_Work instruction:_
Below is some material. Set down exactly the line where "Pretty please, detect the pale curb" appears and all lines after it, and stop at the last line.

_Dataset excerpts:_
········
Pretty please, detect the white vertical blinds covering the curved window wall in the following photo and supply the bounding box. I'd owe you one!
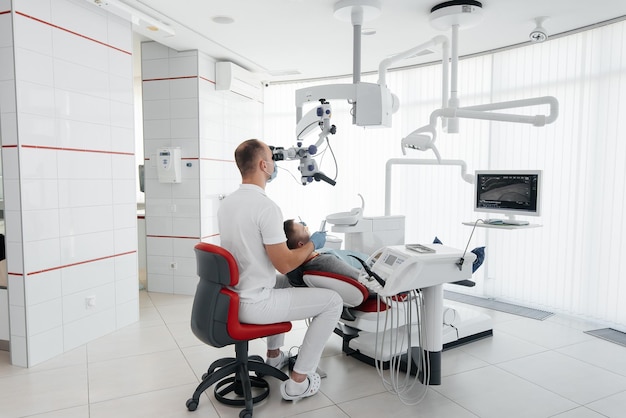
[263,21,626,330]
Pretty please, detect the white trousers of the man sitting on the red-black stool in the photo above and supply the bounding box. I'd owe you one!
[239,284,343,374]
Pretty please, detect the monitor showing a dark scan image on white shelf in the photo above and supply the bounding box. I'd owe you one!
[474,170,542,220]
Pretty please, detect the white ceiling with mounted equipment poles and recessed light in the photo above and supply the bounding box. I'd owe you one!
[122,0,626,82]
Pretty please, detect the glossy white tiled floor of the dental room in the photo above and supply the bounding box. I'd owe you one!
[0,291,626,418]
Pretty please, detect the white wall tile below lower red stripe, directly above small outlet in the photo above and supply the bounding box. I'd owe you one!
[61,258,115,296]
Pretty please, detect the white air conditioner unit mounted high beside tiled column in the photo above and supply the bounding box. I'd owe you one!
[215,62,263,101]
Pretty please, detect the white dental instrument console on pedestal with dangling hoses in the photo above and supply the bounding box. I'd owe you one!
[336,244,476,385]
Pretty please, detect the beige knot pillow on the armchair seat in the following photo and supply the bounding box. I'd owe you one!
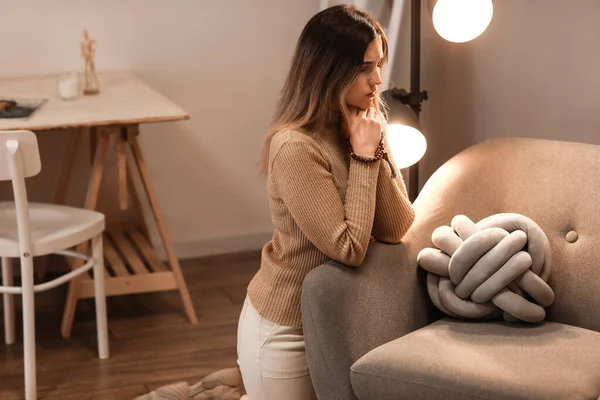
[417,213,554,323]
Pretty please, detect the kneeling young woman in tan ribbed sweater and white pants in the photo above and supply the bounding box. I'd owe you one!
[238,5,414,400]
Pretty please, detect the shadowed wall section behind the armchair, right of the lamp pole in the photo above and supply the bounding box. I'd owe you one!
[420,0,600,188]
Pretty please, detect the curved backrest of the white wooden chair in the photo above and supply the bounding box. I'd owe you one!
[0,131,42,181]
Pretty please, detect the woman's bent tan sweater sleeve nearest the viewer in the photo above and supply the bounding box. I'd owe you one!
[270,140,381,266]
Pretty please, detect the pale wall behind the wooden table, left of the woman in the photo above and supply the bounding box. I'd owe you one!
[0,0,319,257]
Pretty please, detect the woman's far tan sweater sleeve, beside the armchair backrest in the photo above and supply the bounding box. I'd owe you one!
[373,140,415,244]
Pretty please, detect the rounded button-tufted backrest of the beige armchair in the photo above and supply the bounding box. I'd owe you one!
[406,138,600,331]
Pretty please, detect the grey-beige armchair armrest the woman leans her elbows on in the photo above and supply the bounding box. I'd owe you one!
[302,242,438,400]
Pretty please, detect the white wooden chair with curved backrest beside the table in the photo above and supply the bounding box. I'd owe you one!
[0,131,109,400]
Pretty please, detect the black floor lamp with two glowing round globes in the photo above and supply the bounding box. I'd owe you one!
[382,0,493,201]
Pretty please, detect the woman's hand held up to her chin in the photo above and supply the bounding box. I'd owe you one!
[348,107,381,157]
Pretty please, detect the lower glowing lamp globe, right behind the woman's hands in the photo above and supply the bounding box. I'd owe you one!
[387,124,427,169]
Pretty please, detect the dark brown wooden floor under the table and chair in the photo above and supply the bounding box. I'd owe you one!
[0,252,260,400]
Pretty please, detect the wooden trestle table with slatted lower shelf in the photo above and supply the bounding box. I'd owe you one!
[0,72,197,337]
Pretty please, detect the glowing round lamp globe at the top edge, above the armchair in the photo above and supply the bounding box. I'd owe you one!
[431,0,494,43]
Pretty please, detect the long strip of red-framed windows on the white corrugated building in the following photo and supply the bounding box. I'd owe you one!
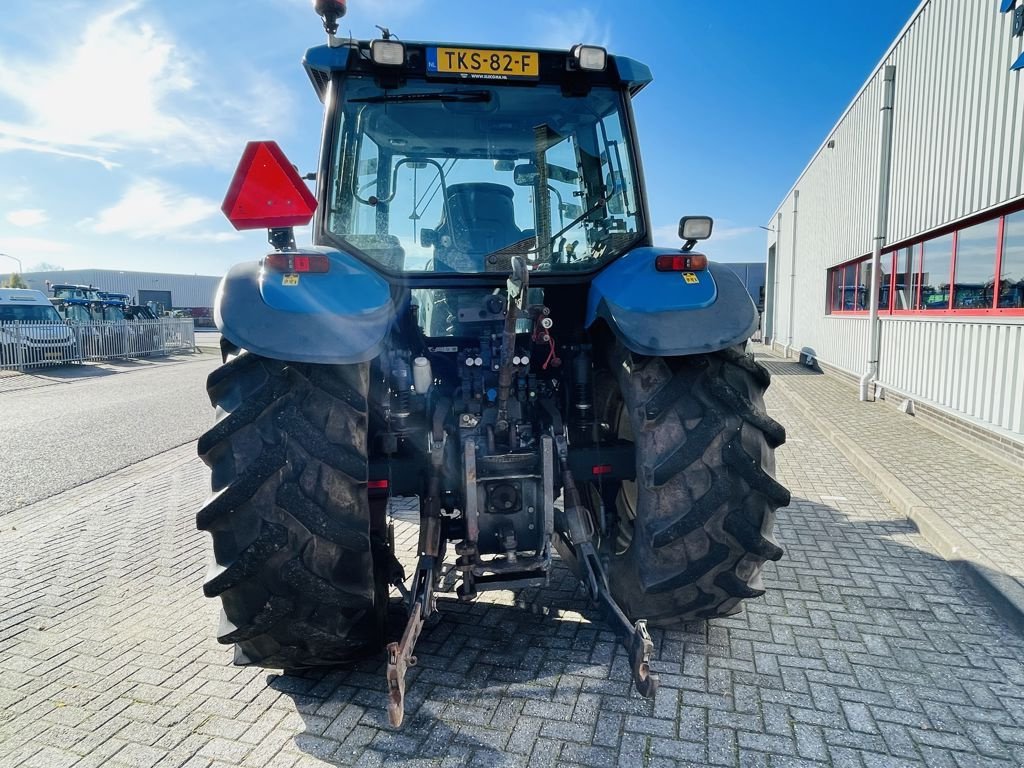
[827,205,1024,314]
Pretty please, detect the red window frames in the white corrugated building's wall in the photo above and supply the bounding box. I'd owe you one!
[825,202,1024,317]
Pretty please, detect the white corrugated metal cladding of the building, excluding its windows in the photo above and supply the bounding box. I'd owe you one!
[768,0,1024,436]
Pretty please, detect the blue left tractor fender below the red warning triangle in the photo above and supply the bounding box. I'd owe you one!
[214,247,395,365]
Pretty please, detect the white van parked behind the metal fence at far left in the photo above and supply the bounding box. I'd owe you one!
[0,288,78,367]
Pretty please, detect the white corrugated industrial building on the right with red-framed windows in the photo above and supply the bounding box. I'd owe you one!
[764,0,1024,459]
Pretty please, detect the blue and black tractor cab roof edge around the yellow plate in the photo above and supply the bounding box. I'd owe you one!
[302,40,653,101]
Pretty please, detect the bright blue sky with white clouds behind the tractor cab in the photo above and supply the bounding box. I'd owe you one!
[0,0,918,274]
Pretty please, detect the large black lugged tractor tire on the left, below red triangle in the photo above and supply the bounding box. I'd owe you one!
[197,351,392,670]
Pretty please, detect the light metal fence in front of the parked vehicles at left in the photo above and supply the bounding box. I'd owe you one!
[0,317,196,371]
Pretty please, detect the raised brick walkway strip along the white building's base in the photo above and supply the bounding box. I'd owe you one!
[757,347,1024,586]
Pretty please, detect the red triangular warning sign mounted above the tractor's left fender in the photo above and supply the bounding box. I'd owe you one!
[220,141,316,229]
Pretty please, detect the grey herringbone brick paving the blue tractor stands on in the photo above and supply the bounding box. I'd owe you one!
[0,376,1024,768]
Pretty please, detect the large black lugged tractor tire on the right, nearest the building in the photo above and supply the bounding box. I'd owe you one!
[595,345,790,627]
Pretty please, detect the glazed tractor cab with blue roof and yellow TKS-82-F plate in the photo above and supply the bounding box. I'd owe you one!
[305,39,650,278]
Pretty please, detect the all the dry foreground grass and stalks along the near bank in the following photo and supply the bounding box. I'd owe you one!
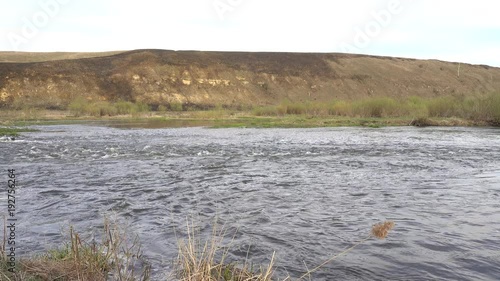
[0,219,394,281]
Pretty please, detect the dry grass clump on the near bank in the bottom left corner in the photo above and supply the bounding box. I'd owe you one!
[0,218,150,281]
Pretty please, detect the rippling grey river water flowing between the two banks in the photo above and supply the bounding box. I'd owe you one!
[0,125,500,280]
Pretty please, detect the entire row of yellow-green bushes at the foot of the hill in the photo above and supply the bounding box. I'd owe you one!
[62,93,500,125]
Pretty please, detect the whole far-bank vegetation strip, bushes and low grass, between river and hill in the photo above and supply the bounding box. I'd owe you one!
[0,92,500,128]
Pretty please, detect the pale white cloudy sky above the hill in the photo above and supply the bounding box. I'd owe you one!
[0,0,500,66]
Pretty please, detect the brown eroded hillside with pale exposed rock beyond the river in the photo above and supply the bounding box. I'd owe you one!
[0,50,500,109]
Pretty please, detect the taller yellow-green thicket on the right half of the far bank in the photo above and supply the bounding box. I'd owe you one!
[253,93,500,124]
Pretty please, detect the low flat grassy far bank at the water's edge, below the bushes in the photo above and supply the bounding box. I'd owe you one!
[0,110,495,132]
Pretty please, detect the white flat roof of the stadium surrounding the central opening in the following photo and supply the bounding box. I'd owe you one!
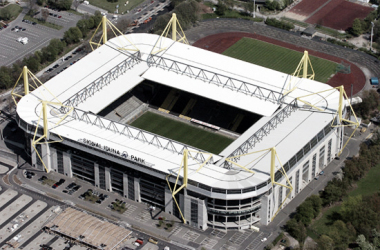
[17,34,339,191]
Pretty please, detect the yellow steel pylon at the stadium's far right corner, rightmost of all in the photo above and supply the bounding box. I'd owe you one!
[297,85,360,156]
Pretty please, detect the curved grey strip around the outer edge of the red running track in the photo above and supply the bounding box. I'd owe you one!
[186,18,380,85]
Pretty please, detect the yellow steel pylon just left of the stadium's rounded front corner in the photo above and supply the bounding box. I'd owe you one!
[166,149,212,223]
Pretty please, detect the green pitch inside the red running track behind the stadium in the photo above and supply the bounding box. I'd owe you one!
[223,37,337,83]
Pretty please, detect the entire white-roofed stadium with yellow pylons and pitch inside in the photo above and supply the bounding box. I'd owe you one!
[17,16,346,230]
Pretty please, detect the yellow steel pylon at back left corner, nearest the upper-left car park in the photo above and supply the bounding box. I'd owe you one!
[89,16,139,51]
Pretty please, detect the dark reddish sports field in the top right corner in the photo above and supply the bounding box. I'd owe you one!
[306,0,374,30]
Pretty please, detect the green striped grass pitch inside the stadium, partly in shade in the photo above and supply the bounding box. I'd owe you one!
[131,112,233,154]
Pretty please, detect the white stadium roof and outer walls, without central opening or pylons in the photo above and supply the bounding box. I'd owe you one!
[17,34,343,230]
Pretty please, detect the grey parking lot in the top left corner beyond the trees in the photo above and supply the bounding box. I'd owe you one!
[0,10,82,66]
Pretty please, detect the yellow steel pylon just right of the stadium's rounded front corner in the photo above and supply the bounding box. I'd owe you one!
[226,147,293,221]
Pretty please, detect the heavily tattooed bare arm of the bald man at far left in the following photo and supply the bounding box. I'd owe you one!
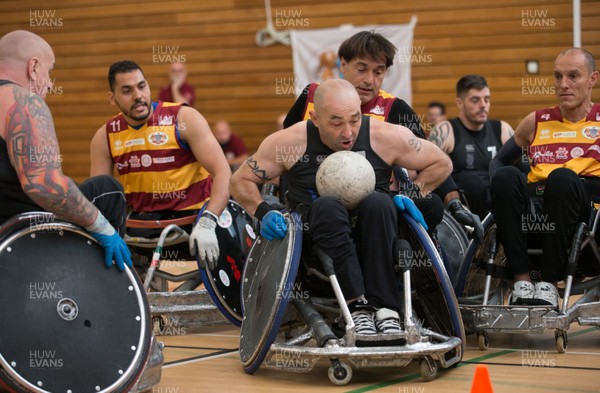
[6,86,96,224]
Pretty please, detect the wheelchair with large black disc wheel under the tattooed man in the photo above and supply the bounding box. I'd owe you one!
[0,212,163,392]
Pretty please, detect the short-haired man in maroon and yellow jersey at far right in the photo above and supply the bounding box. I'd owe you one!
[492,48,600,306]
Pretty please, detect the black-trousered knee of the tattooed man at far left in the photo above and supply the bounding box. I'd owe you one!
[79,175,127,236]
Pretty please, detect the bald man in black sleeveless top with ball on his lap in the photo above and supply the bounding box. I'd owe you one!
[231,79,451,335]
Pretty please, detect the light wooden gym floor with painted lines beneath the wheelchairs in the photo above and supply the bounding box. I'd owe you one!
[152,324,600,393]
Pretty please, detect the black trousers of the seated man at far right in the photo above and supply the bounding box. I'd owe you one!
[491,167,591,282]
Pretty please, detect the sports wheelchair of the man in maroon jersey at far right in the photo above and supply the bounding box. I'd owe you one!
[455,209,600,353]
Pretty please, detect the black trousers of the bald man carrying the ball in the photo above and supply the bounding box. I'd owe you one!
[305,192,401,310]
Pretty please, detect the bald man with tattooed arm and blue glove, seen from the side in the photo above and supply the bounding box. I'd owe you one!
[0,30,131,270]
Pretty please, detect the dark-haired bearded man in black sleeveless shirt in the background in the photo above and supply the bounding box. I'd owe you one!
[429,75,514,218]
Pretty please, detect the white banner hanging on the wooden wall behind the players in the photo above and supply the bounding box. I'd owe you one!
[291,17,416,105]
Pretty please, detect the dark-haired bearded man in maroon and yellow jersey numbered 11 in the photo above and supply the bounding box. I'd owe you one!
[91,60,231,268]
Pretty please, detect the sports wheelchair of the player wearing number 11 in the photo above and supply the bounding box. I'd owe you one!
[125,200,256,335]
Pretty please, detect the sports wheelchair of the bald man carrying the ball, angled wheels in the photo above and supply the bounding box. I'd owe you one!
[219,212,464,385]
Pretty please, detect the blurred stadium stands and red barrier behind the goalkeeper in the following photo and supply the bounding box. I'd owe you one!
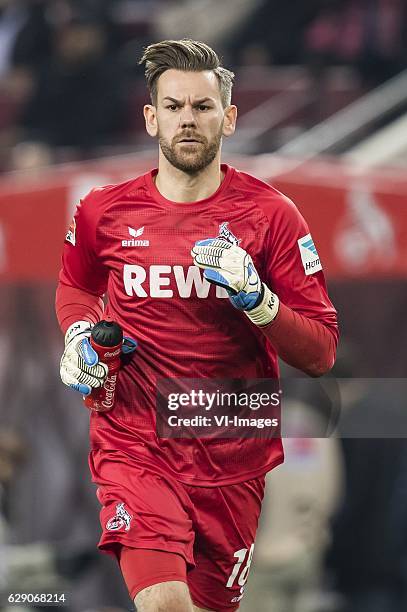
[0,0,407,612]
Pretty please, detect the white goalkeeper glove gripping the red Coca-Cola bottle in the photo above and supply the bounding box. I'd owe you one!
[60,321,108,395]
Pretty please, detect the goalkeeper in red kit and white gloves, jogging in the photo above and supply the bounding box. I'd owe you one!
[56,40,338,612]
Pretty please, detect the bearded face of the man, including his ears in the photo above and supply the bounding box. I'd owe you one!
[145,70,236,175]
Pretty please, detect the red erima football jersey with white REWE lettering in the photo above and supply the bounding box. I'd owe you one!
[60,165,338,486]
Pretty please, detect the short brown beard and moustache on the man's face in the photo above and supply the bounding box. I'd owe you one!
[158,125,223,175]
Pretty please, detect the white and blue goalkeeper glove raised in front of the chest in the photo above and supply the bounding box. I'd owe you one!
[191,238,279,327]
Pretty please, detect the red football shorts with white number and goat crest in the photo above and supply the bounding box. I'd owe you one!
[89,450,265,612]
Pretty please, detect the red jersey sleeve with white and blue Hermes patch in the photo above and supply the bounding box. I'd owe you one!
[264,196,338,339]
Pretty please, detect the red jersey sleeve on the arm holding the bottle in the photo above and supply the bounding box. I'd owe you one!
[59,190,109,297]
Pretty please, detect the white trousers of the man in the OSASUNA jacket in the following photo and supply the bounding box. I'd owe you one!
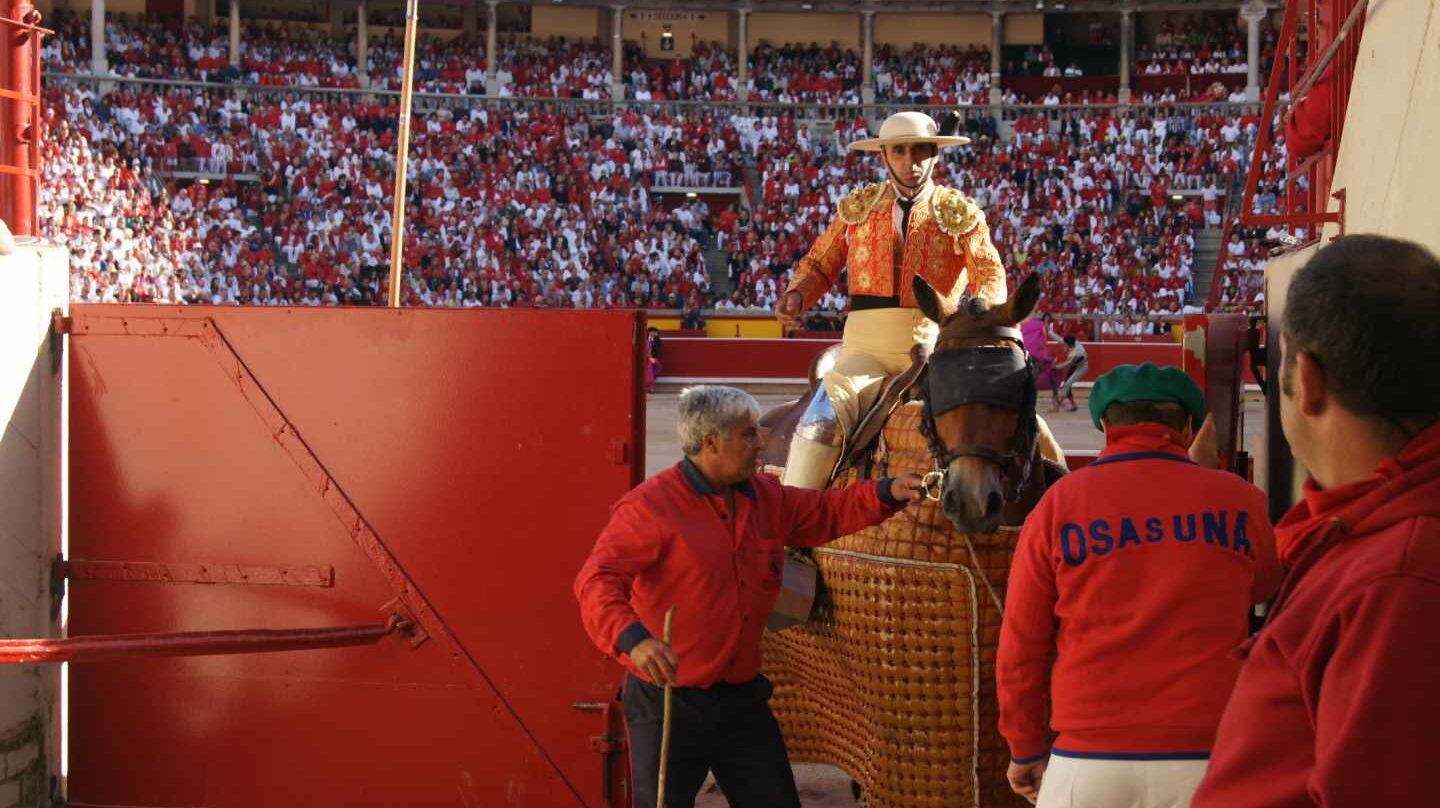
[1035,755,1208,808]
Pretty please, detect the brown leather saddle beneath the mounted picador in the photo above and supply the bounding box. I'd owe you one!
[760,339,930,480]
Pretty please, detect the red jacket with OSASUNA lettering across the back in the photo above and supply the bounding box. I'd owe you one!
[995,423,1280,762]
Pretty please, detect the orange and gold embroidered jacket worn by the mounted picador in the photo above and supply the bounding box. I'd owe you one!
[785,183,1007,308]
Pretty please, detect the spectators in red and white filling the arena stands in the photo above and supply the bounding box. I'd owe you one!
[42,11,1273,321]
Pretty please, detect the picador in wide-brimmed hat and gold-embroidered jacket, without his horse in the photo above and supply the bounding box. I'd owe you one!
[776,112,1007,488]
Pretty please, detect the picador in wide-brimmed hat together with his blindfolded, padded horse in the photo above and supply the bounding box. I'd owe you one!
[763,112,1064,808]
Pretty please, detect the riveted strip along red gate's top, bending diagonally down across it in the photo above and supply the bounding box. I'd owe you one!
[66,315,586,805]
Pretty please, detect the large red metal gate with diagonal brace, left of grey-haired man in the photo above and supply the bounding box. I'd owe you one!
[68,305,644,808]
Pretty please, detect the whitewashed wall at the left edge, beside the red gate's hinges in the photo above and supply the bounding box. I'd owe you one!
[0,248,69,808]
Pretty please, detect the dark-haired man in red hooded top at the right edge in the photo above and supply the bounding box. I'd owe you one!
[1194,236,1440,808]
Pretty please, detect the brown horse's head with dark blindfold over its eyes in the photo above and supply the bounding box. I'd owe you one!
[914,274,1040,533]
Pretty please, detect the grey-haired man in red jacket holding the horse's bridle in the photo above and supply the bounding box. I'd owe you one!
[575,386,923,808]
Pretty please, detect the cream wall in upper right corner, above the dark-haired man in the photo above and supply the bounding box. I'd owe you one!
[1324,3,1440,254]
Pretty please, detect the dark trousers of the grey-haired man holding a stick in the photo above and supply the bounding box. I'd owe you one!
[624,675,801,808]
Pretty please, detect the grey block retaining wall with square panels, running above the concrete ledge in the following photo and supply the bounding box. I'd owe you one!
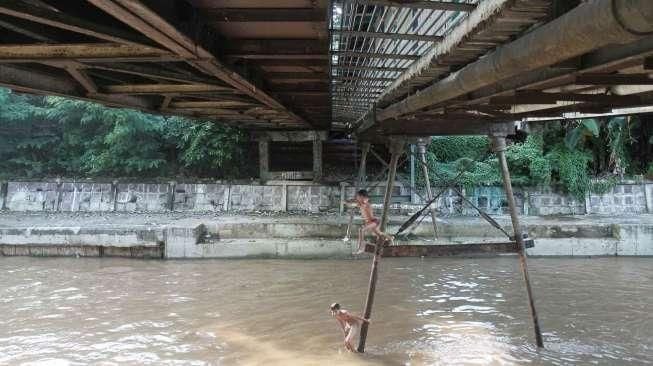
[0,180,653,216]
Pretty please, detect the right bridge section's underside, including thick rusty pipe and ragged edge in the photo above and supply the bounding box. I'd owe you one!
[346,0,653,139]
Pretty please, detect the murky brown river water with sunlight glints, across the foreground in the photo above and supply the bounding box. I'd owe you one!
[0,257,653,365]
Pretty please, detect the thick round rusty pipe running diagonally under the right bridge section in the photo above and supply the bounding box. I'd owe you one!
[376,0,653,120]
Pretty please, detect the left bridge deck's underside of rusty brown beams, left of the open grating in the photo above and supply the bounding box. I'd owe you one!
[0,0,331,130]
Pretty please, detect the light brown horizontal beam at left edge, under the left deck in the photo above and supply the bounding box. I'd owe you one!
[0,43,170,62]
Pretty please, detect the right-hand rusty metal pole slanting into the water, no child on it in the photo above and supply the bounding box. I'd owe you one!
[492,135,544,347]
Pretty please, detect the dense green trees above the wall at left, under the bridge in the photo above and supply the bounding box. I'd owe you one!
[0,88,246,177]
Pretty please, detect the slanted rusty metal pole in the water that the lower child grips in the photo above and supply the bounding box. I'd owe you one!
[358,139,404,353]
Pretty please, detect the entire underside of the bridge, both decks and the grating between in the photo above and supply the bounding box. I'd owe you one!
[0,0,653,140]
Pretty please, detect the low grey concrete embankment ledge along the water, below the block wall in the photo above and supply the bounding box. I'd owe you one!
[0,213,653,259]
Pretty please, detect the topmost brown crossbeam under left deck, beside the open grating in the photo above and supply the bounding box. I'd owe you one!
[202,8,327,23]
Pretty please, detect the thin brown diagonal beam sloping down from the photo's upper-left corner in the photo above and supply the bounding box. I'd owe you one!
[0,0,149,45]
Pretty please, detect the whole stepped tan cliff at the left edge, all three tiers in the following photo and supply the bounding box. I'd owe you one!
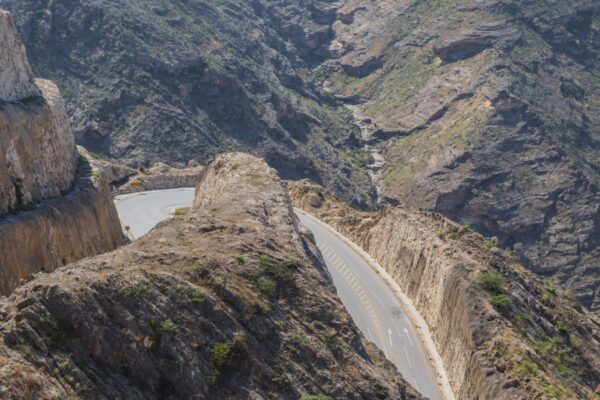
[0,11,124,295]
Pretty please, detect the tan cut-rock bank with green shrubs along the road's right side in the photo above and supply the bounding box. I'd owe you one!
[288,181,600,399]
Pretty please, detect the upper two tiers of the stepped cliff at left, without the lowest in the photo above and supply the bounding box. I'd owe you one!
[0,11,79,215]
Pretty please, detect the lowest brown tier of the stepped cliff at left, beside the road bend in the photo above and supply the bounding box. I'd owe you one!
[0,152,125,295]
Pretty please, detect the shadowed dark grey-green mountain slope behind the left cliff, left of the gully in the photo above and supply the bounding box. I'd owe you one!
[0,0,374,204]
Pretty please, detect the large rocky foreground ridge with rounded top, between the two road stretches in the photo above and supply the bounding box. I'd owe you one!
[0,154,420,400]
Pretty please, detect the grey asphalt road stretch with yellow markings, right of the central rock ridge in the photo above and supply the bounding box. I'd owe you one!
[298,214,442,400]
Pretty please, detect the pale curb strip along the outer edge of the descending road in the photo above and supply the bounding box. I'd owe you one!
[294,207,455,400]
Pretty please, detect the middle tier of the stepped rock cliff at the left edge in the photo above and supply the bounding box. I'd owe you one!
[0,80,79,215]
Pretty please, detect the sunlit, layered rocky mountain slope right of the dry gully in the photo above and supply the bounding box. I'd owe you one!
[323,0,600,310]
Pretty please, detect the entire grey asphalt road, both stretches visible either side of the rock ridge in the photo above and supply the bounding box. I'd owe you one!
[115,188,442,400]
········
_Expected answer:_
Pretty please, detect the pale curb strip along the outer edge of the descending road in the photo above and supply the bounding box. I'd owe you one!
[294,207,455,400]
Pretty please, detect the middle tier of the stepped rock cliff at the left edge in the photo above and supply the bounding box. I'd owe you one!
[0,80,79,215]
Pretty please, detect the sunlit, layered rocky mountain slope right of the dry gully in the photo above and supply the bounding box. I'd owe you one!
[323,0,600,310]
Pretty please, detect the entire grey asphalt road, both stretches visible either side of the rock ridge in the photo above and supply the bounding box. I'd owe you one!
[115,188,442,400]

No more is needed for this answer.